◆ **Task prompt**
Write out every line of the records below word for word, omitting the pictures.

====== Available records

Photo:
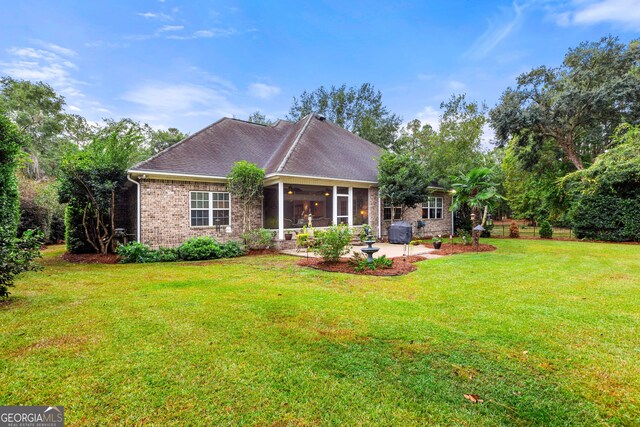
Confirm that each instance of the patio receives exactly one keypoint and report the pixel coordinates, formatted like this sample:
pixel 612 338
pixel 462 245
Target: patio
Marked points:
pixel 387 249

============

◆ **Expected output**
Photo:
Confirm that each instance of the patio receives exactly one keypoint and report the pixel coordinates, formatted like this sample:
pixel 612 338
pixel 462 245
Target: patio
Marked points:
pixel 387 249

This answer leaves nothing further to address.